**What you need to do:** Rewrite the material below with "blurred cookie" switched to "blurry cookie" wherever it occurs, leaving the rest unchanged and the pictures out.

(Point labeling samples)
==========
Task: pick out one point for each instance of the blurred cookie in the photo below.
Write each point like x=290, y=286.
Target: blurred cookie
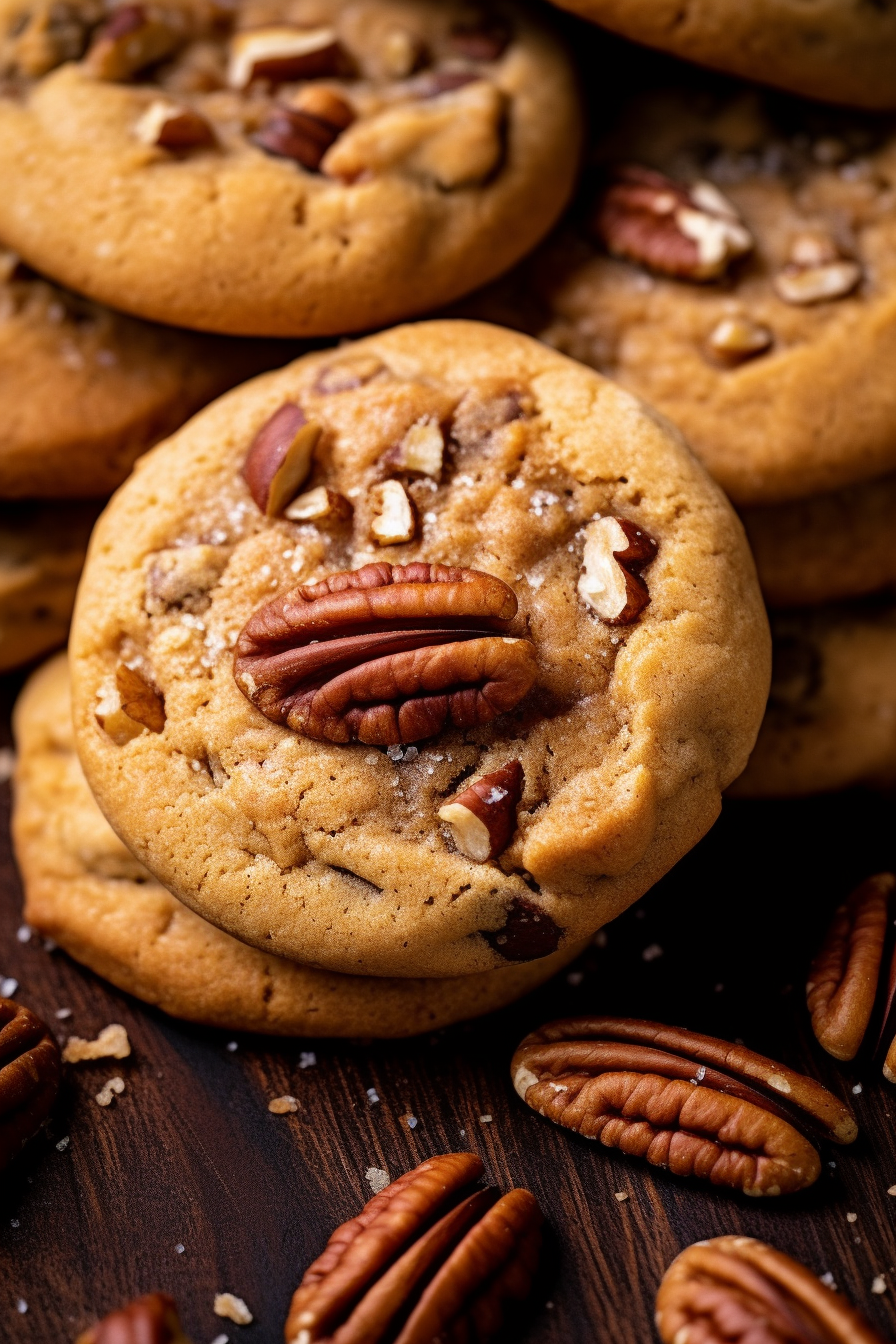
x=285, y=168
x=840, y=53
x=832, y=711
x=85, y=390
x=525, y=653
x=86, y=893
x=828, y=547
x=42, y=553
==========
**Result of this exercise:**
Task: pick out one point for each instance of the blurry cookie in the photo below.
Write each point like x=290, y=286.
Target: blurry cookie
x=285, y=168
x=840, y=53
x=832, y=711
x=85, y=390
x=525, y=653
x=86, y=893
x=828, y=547
x=42, y=553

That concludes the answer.